Exercise aim:
State how many lines of the records below contain the word "directive", giving the number and nothing else.

Study material:
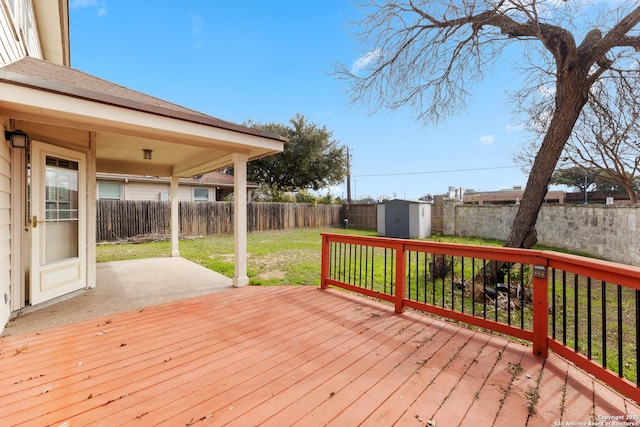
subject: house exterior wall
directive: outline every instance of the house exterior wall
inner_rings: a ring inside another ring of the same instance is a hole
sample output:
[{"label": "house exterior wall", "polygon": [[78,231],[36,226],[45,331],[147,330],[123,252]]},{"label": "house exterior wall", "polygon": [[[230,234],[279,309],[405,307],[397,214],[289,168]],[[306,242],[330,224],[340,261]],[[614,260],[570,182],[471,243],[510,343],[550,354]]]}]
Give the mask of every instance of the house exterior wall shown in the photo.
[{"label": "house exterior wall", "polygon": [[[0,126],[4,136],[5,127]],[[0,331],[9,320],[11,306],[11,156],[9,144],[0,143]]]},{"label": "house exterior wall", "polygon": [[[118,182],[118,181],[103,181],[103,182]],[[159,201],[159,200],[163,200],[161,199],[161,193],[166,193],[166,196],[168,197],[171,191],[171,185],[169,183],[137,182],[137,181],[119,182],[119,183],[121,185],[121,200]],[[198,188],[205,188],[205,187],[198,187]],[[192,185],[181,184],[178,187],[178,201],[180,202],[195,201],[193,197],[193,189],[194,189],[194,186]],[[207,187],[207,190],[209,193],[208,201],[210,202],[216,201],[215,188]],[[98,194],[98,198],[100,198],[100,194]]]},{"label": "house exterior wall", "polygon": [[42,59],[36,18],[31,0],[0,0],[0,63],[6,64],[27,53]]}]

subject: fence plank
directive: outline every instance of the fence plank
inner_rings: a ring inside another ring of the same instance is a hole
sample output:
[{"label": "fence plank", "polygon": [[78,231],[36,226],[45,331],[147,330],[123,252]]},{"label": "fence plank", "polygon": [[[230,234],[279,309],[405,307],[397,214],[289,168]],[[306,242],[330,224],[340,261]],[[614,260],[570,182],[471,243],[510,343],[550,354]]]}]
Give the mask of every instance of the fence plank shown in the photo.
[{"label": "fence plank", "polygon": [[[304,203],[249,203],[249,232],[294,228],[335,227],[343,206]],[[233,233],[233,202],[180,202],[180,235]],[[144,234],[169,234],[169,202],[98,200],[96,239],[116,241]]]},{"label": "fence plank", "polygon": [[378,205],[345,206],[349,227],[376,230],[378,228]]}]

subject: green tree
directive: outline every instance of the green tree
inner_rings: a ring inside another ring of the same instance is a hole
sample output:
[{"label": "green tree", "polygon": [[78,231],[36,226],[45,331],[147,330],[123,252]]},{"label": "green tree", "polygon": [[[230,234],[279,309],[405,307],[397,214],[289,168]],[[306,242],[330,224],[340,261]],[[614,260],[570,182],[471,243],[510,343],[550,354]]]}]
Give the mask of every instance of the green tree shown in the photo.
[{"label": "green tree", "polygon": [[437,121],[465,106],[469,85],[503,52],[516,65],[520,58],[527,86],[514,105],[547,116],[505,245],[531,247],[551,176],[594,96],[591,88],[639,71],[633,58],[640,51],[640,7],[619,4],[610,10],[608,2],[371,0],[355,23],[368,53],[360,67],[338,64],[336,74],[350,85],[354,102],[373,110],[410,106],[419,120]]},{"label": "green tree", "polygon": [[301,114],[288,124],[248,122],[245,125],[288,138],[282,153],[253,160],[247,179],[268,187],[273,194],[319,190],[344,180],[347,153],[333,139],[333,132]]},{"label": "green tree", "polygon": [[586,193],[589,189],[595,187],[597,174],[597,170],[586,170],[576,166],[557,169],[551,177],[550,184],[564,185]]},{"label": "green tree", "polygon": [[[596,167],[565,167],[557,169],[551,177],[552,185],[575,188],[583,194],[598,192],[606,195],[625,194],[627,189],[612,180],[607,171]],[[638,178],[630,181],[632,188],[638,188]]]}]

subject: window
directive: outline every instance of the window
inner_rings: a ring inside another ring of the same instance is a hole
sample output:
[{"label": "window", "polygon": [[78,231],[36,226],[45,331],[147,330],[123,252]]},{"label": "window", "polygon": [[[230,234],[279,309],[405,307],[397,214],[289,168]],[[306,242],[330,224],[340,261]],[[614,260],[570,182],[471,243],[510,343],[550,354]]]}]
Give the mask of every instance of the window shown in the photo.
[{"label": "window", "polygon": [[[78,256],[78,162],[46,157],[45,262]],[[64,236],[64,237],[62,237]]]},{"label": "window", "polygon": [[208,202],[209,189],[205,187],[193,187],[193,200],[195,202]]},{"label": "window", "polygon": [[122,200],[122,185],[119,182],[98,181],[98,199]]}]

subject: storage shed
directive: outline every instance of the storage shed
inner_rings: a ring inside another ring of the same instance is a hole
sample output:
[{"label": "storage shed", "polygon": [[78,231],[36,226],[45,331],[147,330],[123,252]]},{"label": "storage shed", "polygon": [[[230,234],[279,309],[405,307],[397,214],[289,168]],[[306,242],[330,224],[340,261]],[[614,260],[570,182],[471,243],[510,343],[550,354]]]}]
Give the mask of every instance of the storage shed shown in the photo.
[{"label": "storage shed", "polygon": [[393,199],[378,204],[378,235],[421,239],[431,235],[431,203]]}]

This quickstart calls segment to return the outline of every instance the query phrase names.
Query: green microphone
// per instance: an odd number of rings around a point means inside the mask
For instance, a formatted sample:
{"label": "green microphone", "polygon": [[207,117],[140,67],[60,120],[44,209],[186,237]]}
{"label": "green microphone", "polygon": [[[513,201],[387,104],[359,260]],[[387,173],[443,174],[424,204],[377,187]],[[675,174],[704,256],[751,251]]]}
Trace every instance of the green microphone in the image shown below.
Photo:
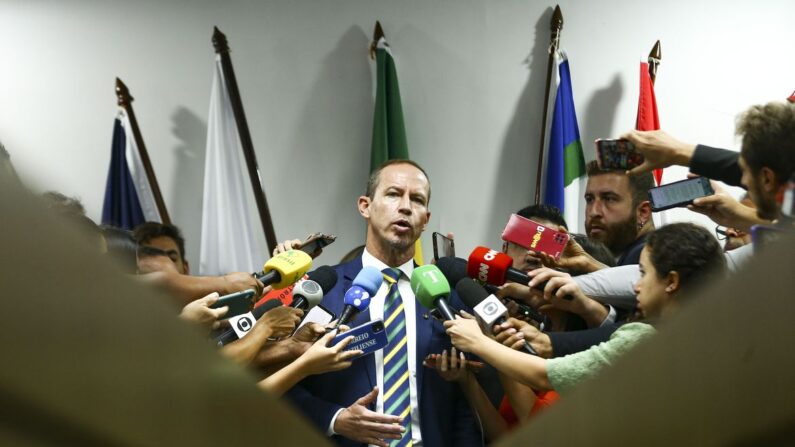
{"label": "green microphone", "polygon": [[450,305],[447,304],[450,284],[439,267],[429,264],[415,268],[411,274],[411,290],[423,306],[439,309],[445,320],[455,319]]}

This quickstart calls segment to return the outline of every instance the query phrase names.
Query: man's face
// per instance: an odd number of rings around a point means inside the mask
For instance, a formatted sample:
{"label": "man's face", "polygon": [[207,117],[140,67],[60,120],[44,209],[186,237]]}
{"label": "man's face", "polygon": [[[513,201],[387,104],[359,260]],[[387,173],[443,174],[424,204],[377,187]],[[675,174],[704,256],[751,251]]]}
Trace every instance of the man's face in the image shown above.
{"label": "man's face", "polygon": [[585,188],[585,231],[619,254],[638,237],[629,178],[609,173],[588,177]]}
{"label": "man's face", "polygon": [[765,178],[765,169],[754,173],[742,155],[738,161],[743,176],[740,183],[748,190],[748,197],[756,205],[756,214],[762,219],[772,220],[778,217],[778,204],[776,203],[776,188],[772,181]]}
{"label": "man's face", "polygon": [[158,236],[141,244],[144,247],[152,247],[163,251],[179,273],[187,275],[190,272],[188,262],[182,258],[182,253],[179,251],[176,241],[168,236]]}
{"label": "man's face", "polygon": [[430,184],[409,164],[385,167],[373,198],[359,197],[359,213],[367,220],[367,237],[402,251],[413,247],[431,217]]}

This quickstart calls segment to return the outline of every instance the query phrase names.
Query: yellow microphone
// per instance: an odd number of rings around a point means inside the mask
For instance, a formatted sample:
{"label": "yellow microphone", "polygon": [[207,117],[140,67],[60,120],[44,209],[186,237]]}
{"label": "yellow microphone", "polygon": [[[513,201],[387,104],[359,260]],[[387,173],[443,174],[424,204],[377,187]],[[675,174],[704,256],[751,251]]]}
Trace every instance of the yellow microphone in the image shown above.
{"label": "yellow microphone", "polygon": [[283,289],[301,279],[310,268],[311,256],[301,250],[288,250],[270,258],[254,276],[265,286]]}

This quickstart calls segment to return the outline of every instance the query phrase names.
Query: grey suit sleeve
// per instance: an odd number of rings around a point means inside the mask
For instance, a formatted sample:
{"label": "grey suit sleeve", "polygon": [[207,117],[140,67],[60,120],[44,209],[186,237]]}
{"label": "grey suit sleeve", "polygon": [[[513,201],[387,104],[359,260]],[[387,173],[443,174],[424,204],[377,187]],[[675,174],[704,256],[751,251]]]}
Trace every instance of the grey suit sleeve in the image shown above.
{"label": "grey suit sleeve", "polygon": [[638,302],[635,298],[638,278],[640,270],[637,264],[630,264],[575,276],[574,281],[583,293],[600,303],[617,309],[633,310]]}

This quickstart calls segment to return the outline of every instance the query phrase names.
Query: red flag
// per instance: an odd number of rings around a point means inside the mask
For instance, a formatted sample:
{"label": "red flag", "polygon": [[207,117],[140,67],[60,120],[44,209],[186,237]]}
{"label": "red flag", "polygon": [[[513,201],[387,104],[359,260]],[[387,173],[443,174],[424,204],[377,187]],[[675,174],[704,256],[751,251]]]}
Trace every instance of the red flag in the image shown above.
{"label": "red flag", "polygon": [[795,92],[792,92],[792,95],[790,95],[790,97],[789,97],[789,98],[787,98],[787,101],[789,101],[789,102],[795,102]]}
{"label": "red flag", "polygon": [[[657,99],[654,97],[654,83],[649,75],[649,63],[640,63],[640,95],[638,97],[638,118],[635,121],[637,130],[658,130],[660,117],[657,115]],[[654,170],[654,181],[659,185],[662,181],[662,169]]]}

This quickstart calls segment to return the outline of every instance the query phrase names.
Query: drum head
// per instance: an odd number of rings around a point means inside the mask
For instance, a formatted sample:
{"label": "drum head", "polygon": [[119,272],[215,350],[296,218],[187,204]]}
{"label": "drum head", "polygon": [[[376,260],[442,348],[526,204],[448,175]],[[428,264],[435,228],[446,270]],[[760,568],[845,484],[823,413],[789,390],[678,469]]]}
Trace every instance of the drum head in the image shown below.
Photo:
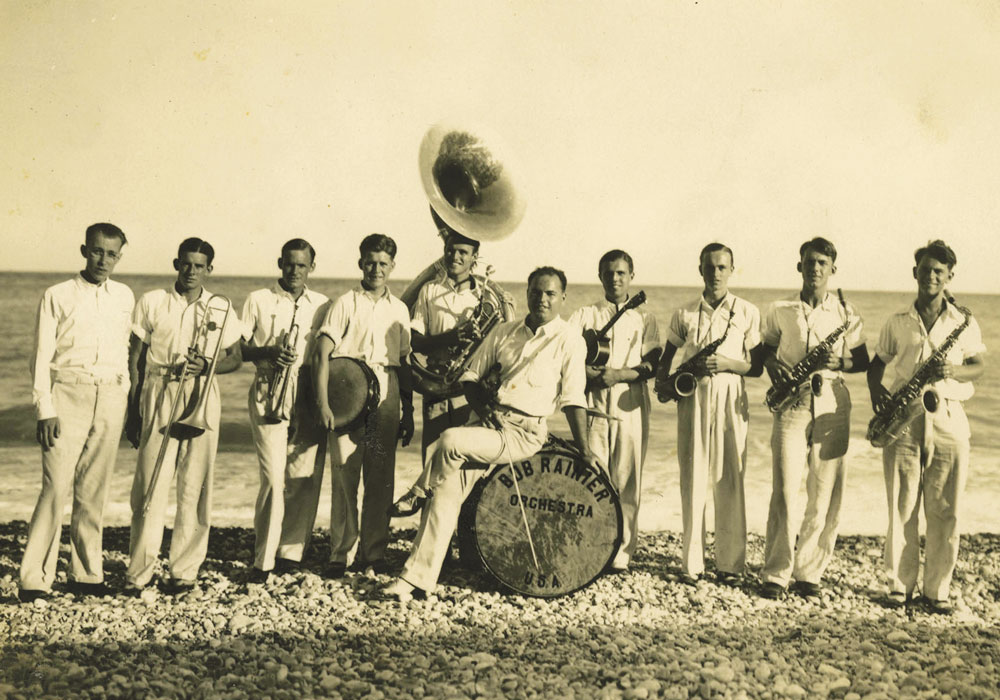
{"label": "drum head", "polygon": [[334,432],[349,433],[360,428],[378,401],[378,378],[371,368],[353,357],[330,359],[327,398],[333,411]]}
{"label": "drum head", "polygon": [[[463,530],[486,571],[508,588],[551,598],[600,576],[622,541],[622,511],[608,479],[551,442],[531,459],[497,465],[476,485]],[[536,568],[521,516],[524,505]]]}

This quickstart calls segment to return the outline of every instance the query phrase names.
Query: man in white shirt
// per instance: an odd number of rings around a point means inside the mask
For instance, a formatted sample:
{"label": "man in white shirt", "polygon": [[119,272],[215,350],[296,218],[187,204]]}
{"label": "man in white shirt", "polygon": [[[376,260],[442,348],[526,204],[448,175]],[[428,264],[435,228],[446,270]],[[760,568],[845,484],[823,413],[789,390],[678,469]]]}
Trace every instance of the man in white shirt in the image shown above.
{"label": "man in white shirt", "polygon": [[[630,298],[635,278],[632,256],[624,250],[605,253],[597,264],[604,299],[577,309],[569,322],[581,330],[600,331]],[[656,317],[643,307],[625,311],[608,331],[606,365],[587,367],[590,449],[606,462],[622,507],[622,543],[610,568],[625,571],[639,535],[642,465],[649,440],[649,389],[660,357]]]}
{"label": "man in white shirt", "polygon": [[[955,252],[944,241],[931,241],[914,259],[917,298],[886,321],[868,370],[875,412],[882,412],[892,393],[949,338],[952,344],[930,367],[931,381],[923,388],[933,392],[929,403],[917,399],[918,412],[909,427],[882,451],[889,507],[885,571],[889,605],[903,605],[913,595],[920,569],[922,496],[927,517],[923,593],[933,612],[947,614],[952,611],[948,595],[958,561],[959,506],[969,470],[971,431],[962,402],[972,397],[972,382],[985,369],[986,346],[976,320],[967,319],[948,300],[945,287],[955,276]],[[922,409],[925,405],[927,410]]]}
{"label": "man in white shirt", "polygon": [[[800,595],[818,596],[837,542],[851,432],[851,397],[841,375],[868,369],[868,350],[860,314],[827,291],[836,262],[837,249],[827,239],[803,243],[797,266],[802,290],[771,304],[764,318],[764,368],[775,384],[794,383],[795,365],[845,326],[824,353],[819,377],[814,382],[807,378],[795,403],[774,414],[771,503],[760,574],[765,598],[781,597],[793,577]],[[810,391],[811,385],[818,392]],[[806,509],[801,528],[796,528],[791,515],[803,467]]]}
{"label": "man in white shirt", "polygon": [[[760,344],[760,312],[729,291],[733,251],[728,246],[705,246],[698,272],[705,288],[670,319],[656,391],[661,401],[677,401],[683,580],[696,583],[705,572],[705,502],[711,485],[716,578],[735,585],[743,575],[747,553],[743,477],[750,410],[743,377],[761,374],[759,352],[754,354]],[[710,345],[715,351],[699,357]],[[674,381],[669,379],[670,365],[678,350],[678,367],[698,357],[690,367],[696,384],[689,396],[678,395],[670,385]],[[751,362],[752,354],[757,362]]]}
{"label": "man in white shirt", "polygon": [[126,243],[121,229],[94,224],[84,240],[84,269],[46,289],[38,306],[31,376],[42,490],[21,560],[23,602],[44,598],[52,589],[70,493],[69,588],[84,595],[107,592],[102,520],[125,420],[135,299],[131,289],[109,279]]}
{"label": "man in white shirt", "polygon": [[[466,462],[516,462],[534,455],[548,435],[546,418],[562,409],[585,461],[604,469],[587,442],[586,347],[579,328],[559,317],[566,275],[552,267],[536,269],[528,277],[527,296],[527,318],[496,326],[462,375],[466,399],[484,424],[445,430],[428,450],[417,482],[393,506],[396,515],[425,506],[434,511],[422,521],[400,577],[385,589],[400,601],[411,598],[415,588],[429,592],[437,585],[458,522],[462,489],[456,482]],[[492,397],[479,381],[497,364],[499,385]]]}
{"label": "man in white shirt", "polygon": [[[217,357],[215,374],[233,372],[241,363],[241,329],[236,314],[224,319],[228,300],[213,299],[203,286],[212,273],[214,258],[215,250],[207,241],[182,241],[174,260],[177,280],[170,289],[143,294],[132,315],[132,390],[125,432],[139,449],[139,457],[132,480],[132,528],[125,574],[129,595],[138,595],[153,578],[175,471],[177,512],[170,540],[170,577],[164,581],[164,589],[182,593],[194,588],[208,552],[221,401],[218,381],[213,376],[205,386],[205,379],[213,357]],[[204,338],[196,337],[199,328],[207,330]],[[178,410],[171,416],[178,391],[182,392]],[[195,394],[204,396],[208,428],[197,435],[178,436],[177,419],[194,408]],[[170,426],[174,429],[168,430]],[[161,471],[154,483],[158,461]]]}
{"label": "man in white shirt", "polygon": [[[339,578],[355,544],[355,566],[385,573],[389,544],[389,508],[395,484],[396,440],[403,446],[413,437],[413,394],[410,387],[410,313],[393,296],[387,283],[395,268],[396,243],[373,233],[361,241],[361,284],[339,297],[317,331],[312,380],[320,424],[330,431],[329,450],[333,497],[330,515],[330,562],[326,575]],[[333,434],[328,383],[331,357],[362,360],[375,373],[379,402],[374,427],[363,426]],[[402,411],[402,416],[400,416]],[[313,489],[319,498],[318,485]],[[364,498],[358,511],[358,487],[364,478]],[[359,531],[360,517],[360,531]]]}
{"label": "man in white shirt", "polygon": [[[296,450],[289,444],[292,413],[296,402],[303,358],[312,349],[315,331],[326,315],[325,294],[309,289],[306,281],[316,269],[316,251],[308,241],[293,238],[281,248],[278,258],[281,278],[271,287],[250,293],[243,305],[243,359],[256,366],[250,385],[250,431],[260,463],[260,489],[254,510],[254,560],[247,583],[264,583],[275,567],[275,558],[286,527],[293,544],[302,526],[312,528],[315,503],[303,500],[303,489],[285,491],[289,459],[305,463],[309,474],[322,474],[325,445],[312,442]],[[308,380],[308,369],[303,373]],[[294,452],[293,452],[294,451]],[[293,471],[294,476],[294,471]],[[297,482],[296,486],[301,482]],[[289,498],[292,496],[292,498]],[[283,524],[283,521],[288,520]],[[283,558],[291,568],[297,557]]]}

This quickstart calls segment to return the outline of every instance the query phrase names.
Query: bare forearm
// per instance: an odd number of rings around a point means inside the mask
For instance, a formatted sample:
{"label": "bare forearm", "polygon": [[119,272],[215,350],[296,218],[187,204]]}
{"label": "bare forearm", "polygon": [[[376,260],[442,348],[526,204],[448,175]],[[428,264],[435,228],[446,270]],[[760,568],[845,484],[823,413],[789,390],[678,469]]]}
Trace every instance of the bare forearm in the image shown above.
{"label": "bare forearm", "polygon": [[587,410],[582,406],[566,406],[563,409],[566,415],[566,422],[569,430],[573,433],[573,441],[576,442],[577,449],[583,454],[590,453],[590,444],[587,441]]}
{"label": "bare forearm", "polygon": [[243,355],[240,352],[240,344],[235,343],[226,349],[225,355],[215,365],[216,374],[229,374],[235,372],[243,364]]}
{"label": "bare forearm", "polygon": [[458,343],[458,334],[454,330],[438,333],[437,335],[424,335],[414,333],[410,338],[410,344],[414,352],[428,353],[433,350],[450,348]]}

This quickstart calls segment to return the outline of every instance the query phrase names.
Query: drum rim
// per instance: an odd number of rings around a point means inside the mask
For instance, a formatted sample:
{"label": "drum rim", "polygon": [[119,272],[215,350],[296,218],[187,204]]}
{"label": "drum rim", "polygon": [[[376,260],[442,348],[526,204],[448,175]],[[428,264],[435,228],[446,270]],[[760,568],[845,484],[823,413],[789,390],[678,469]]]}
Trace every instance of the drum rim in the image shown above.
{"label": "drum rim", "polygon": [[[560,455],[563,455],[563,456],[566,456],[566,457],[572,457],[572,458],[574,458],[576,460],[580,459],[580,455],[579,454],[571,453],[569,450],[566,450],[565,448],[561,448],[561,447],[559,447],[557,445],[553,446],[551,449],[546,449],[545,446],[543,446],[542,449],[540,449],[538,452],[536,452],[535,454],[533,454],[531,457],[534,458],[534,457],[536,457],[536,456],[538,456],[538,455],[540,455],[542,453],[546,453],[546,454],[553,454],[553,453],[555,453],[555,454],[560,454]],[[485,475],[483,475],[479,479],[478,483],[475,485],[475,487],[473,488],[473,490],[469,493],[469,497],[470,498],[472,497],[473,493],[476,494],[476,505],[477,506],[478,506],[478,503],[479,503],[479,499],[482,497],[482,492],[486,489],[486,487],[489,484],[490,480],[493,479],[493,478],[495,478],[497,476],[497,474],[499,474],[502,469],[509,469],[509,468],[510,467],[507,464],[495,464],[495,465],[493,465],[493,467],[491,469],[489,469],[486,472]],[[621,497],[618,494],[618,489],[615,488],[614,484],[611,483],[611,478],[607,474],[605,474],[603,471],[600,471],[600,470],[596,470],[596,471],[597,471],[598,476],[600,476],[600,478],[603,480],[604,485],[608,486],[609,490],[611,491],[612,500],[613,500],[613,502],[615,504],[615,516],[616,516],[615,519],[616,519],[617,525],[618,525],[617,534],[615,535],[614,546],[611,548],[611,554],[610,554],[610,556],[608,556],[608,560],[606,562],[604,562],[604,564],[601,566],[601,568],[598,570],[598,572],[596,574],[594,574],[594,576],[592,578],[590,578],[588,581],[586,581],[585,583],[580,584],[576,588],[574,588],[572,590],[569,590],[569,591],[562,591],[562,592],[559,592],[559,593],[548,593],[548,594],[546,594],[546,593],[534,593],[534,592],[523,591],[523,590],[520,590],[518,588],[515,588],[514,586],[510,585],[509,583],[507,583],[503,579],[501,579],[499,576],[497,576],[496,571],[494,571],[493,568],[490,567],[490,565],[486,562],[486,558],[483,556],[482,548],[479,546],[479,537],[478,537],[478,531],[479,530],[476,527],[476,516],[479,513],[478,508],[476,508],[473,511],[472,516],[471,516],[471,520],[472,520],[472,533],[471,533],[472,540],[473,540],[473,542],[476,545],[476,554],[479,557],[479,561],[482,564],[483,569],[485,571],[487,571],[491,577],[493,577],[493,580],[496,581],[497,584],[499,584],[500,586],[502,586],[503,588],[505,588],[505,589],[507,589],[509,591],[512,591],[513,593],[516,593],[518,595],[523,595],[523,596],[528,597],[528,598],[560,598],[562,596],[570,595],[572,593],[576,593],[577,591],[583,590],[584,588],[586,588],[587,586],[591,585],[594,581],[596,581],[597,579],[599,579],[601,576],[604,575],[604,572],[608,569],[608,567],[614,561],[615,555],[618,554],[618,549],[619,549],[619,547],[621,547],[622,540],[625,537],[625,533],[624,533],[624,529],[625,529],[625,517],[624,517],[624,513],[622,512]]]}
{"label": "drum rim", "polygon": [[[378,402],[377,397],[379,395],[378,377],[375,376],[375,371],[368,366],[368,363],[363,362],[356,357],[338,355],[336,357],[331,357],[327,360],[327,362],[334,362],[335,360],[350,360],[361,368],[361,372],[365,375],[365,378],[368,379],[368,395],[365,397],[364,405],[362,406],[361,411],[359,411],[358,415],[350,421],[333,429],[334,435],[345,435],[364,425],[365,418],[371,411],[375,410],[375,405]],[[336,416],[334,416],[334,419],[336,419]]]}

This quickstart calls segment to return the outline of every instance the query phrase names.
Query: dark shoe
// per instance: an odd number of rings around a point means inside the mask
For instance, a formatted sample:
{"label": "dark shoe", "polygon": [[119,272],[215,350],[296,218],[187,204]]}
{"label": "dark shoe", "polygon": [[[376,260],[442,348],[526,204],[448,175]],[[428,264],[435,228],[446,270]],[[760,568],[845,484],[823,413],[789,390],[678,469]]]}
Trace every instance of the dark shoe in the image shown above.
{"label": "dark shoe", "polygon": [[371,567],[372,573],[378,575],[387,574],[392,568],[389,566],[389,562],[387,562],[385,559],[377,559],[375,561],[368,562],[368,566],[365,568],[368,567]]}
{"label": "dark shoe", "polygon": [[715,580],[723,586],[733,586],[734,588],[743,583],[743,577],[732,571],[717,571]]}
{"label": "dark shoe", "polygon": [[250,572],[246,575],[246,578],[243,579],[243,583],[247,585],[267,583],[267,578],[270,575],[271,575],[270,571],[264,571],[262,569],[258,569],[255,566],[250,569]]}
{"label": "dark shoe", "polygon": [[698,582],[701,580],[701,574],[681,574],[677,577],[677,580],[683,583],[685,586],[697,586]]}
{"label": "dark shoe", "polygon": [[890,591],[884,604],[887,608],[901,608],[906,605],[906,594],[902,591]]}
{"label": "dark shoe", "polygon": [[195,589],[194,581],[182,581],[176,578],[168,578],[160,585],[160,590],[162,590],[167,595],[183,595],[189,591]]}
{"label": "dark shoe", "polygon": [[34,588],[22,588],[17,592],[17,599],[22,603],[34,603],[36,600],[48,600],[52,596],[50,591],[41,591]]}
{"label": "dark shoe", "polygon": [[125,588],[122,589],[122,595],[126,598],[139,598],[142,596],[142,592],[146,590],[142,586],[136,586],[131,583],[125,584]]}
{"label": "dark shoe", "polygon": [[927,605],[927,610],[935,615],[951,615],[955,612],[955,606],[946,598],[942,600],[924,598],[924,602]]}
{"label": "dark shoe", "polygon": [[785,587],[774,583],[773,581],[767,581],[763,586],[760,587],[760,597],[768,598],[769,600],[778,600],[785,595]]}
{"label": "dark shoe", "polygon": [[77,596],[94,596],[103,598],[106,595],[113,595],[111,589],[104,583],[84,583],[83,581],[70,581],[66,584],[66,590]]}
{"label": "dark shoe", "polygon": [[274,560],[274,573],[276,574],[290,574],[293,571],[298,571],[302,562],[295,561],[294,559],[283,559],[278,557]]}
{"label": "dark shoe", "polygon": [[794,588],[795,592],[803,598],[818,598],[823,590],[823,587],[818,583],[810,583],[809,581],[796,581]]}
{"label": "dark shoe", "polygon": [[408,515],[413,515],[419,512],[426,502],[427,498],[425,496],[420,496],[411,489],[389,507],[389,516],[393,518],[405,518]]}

Response box:
5